→ **MATERIAL PROVIDED**:
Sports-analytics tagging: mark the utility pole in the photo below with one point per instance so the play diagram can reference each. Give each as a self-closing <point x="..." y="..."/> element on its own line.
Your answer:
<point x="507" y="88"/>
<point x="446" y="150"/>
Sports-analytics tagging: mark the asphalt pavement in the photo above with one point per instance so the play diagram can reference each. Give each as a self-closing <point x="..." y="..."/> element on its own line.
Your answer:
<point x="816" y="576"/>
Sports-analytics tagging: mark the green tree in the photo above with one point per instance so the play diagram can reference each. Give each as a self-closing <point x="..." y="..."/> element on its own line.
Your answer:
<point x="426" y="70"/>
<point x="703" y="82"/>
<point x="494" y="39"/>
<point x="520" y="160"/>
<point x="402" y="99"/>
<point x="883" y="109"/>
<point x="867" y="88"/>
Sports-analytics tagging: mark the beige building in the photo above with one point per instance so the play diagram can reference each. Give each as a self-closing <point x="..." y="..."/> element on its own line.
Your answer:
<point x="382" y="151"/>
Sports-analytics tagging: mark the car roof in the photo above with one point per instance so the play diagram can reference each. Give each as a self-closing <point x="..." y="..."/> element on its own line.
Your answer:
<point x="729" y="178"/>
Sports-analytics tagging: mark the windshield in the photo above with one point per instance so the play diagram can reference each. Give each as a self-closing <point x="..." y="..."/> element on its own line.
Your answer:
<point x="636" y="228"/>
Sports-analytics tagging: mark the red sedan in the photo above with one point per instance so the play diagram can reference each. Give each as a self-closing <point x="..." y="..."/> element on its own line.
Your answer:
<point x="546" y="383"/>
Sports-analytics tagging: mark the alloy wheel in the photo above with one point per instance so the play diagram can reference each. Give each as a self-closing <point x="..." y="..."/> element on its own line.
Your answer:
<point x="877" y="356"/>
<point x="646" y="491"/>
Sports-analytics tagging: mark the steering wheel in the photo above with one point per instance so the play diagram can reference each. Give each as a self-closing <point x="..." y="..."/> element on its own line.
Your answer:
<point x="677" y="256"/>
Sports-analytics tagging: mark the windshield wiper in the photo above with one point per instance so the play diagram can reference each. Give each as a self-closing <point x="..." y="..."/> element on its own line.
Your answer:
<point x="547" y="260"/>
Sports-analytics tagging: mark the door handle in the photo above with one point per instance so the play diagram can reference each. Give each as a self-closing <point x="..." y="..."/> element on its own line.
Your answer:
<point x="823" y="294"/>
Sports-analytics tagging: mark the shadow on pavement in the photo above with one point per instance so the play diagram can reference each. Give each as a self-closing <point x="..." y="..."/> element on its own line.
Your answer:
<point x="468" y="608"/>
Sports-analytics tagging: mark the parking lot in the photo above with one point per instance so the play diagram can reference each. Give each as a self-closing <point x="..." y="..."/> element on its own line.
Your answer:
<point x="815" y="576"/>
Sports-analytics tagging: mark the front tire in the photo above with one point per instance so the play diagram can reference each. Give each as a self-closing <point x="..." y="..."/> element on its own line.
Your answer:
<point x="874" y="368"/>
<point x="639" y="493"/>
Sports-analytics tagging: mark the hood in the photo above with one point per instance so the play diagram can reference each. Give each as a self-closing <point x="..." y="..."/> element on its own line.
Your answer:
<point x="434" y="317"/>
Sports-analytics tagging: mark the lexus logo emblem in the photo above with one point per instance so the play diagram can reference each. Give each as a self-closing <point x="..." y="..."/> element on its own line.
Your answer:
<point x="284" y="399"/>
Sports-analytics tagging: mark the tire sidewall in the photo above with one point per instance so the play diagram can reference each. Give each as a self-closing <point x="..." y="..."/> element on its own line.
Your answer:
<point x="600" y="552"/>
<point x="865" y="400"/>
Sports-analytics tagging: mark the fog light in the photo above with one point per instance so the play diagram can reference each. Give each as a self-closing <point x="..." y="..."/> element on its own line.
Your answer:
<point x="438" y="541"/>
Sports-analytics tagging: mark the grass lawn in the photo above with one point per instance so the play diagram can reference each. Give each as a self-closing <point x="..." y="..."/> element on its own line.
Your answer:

→ **WHAT YOU ARE ASKED TO DO**: Copy out the whole listing exactly; please set it all down.

→ **SOLUTION TO THIS EXERCISE**:
Sports-analytics tagging: mark the utility pole in the photo below with one point per instance so the play diagram can reference each. Give each as a self-closing <point x="..." y="..."/> element on its own line.
Your answer:
<point x="507" y="88"/>
<point x="446" y="150"/>
Sports-analytics tagging: mark the asphalt pavement in the photo above with one point per instance so the play diagram can reference each. Give each as a self-closing <point x="..." y="..."/> element on its own line.
Your answer:
<point x="816" y="576"/>
Sports-analytics tagging: mark the green tree in the photo above with one point per instance so the play diagram can reference each. Give each as a self-closing <point x="..." y="..."/> element on its own line.
Your answer:
<point x="426" y="70"/>
<point x="703" y="82"/>
<point x="494" y="39"/>
<point x="520" y="160"/>
<point x="402" y="99"/>
<point x="883" y="109"/>
<point x="867" y="88"/>
Sports-analytics tagging: mark the beige building in the photo above with one point per instance so the play diagram can reference each. Give each as a self-closing <point x="..." y="..."/> element on its own line.
Your answer:
<point x="382" y="151"/>
Sports-analytics tagging: mark the car roof in the photo above with one point per instance so the play diagram can reference each. Give each as a self-closing <point x="..." y="..."/> element on its own line.
Your answer:
<point x="729" y="178"/>
Sports-analytics tagging: mark the windshield in the photo above with one point per instance so the play diagram can reference each. Give each as a self-closing <point x="..." y="..."/> element on its own line.
Your answer:
<point x="636" y="228"/>
Sports-analytics tagging: mark the red sedan in the photo above with one point per instance so the play diagram can reference each. Give each as a self-closing <point x="..." y="..."/> element on its own line.
Your answer:
<point x="546" y="383"/>
Sports-analytics tagging: mark the alloy wheel in the photo above with one point per instance so the play diagram can reference each. Give each as a self-closing <point x="..." y="..."/> element on its own line.
Your answer:
<point x="877" y="356"/>
<point x="646" y="491"/>
Sports-analytics tagging: mark the steering wheel in the photo above with one point per instance so the play diagram can reference each. Give each as a self-closing <point x="..." y="..."/> element on its own line.
Your answer:
<point x="677" y="256"/>
Sports-analytics tagging: mark the windshield wiper in the photo above with one point per instance so the play diagram can reference each. Give each as a self-closing <point x="..." y="..."/> element on its own line.
Your answer:
<point x="547" y="260"/>
Sports-analytics tagging: mark the door handle in the photo above with one point per instance so the play diagram can reference each. Give each as a self-closing <point x="..." y="..."/> element on its own line.
Your answer:
<point x="823" y="294"/>
Sports-analytics tagging: mark the shadow on pavement in the photo above with one point per instance so the play diagram can reference each. Give each as a self-closing <point x="..." y="..."/> element on its own line.
Your answer:
<point x="468" y="608"/>
Sports-analytics tagging: mark the parking lot in the photo above with one point per instance so the play diagram can reference each. Give each as a self-closing <point x="..." y="..."/> element on its own line.
Your answer:
<point x="815" y="576"/>
Sports-analytics tagging: mark the front tire in the photo above with one point per instance so the play diagram can reference each. Give each as a self-closing <point x="..." y="..."/> element on its own line.
Your answer:
<point x="874" y="368"/>
<point x="639" y="493"/>
Sports-analytics tagging: mark the hood in the photo above with one point per instance so the play diagram can reference each. Give each as a self-closing <point x="..." y="..."/> element on its own line.
Your answer:
<point x="434" y="317"/>
Sports-analytics tagging: mark the lexus logo emblem in the photo above with one point per instance so the play diagram can reference each. Give each as a self-closing <point x="..." y="..."/> element on its own line.
Your answer:
<point x="284" y="399"/>
Sports-analytics tagging: mark the tire sidewall in the photo above with one point per instance so the play diagram can reference each. Give each as a self-closing <point x="..." y="..."/> element on its own line.
Your answer:
<point x="600" y="552"/>
<point x="865" y="400"/>
Sports-analytics tagging: mark the fog light in the photo above with one point per instance so the play diagram can reference each. Give each as a self-closing <point x="..." y="..."/> element on its own line.
Your answer:
<point x="438" y="541"/>
Sports-analytics tagging: mark the grass lawn in the photo above with one point per instance so the play diagram can reference each. Give each as a self-closing <point x="..." y="..."/> element on its own line.
Your answer:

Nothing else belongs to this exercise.